→ Supplied text
Friday, May 11, 2007

explain.

my internship started last monday and so did the special term classes, these days my schedule is almost as insane as it was back in jakarta. usually i come home not wanting to see my laptop anymore and straight head to the bed to do light reading or get some sleep. it's good in a way though, it keeps my brain busy rather than thinking unnecessary things that depress myself too much

so this week i've been thinking, why is it so important to keep a certain image in front of others? we sometimes sacrifice so much things just so that the person next to you think you are such a nice person. but there are times when it's not worth explaining? maybe because the person you're talking already has a certain perspective of you and feels hesitant to alter his/her opinion? or (in my case) i'm just simply too tired.

i guess it's my bad habit, when i'm exhausted my point of indifference marginally shifts significantly. in short, i'm just too tired to explain things i feel unnecessary.

maybe some will see me as selfish. call me self centered. anything.

but i hope if they're really my friends, the least they can do is to understand me better. (but the question pops out, the least i can do is to understand them <-- chicken and egg) but you know what? my brain is just not working anymore. let them think what they want.

Saturday, May 05, 2007

my very first speed dating

about a month ago i went to a networking nite held by the school's club and it's alumni. other than the standard catered food and the whole politician feel during the whole event, i must say one thing that strikes me most (as being funny?) is that networking nites (or such an event) felt almost like speed dating...

→ How to complete this task
Copy the blog posts in full, word for word. The items that come next are separate material and have no tie to the blog posts.

→ Data provided
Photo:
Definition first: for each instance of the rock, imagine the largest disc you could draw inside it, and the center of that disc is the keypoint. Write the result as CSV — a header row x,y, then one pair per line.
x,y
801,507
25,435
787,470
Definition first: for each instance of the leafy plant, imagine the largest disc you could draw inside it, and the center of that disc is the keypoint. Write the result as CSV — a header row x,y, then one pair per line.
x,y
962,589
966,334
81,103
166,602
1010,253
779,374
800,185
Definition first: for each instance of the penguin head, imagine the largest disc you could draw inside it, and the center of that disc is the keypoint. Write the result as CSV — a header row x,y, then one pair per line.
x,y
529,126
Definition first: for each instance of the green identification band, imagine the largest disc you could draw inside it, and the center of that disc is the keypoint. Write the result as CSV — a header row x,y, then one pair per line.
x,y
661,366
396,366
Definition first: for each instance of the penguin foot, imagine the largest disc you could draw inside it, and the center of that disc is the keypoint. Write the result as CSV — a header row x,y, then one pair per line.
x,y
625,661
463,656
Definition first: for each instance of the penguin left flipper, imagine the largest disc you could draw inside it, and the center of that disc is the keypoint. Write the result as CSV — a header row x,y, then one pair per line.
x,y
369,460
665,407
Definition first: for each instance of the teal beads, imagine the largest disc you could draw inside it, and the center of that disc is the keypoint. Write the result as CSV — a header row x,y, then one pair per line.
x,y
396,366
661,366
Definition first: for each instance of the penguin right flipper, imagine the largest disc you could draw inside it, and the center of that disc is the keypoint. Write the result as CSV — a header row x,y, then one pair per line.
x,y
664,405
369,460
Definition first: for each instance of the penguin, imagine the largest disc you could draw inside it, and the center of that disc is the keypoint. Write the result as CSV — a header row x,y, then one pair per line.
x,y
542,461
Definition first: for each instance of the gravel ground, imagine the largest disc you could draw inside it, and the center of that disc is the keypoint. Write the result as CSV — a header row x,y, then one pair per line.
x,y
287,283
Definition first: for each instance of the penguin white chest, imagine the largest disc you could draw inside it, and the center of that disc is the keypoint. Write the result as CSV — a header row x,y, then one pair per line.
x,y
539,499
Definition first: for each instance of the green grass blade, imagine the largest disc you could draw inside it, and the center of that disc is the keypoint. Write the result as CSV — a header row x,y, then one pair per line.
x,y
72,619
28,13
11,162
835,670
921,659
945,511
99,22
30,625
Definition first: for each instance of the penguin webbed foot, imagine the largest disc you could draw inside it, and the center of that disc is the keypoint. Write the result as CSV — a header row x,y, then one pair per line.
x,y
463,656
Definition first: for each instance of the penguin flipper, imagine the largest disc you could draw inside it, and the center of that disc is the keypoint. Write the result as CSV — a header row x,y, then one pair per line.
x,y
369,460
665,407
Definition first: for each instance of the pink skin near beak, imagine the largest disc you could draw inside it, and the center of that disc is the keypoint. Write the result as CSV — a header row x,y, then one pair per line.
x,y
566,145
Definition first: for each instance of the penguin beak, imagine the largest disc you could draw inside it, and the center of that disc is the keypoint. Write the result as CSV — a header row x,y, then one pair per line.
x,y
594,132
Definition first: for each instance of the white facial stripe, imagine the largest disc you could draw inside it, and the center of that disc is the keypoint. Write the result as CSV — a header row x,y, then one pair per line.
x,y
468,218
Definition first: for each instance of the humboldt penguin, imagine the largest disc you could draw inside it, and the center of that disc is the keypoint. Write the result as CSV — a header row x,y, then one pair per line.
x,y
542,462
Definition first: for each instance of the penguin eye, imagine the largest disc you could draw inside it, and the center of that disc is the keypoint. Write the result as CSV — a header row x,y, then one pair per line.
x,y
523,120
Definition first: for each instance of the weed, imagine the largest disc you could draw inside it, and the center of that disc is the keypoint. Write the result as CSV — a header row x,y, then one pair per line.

→ Reply
Friday, May 11, 2007

explain.

my internship started last monday and so did the special term classes, these days my schedule is almost as insane as it was back in jakarta. usually i come home not wanting to see my laptop anymore and straight head to the bed to do light reading or get some sleep. it's good in a way though, it keeps my brain busy rather than thinking unnecessary things that depress myself too much

so this week i've been thinking, why is it so important to keep a certain image in front of others? we sometimes sacrifice so much things just so that the person next to you think you are such a nice person. but there are times when it's not worth explaining? maybe because the person you're talking already has a certain perspective of you and feels hesitant to alter his/her opinion? or (in my case) i'm just simply too tired.

i guess it's my bad habit, when i'm exhausted my point of indifference marginally shifts significantly. in short, i'm just too tired to explain things i feel unnecessary.

maybe some will see me as selfish. call me self centered. anything.

but i hope if they're really my friends, the least they can do is to understand me better. (but the question pops out, the least i can do is to understand them <-- chicken and egg) but you know what? my brain is just not working anymore. let them think what they want.

Saturday, May 05, 2007

my very first speed dating

about a month ago i went to a networking nite held by the school's club and it's alumni. other than the standard catered food and the whole politician feel during the whole event, i must say one thing that strikes me most (as being funny?) is that networking nites (or such an event) felt almost like speed dating...